- Passage to read -
Final Directives on American Indian and Alaska Native Relations 
Forest Service Manual 1500, Chapter 1560, and Forest Service Handbook 
1509.13, Chapter 10

AGENCY: Forest Service, USDA.

ACTION: Notice of final directives.


SUMMARY: The Forest Service has revised its internal Agency directives 
for American Indian and Alaska Native Relations to update existing 
direction for the Agency to work effectively with Indian tribes. The 
directives were last revised in 2004, with an Interim Directive issued 
in 2012. The final issuance of these directives, effective upon 
publication, will provide consistent overall internal Forest Service 
policy to: Explain the methods used to engage with tribes on a 
government-to-government basis, describe the authorities for working 
with tribes, delineate meaningful consultation procedures, and outline 
dispute resolution options. The tribal and public comment period closed 
concurrently on September 22, 2015. The Agency considered all comments 
in developing these final directives.

DATES: These directives are issued March 9, 2016.

ADDRESSES: The Forest Service Manual and Handbook are available online 
at http://www.fs.fed.us/spf/tribalrelations/. Single paper copies are 
available by request to the Office of Tribal Relations, U.S. Forest 
Service, at [email protected]. Additional information of how the Agency 
considered public comment can be requested in writing to Office of 
Tribal Relations, U.S. Forest Service, Sidney R. Yates Building, 201 
14th Street SW., Washington, DC 20250-0003.

FOR FURTHER INFORMATION CONTACT: Fred Clark, Director, Office of Tribal 
Relations, U.S. Forest Service, 202-205-1514. Individuals who use 
telecommunication devices for the deaf (TDD) may call the Federal 
Information Relay Service (FIRS) at 1-800-877-8339 between 8:00 a.m. 
and 8:00 p.m., Eastern Standard Time, Monday through Friday.


1. Background and Need for the Final Directive

    On January 18, 2013, the U.S. Department of Agriculture (USDA) 
adopted Departmental Regulation No. 1350-002 on tribal consultation, 
coordination, and collaboration. Departmental Regulations 
institutionalize the broad programmatic direction for all USDA agencies 
to develop and implement processes for tribal consultation, 
coordination, and collaboration. This Departmental Regulation 
explicitly holds the head of each USDA agency accountable for the 
implementation of this policy. In March 2013, the Forest Service 
(Agency) Office of Tribal Relations (OTR) began to review the Forest 
Service manual and handbook to ensure it was consistent with the 
Departmental Regulation as well as the 2012 Report to the Secretary, 
USDA Policy and Procedures Review and Recommendations: Indian Sacred 
Sites, and legislation (specifically the Culture and Heritage 
Cooperation Authority provisions of the Food, Conservation, and Energy 
Act of 2008 [Pub. L. 110-246; the Farm Bill]).

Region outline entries
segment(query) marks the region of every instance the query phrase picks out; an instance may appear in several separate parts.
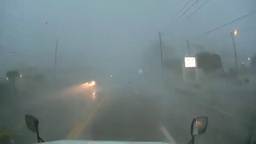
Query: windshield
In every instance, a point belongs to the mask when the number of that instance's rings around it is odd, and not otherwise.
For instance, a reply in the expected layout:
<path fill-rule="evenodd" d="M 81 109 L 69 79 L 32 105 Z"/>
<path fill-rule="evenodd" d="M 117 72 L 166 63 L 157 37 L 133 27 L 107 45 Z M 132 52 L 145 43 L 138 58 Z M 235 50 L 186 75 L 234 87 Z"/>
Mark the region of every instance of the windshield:
<path fill-rule="evenodd" d="M 250 143 L 255 13 L 254 0 L 1 1 L 0 143 L 36 142 L 29 114 L 46 141 L 187 143 L 207 116 L 196 143 Z"/>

- Task to complete -
In the notice on the Forest Service tribal relations directives, on what date did the tribal and public comment period close?

- Answer for the task -
September 22, 2015.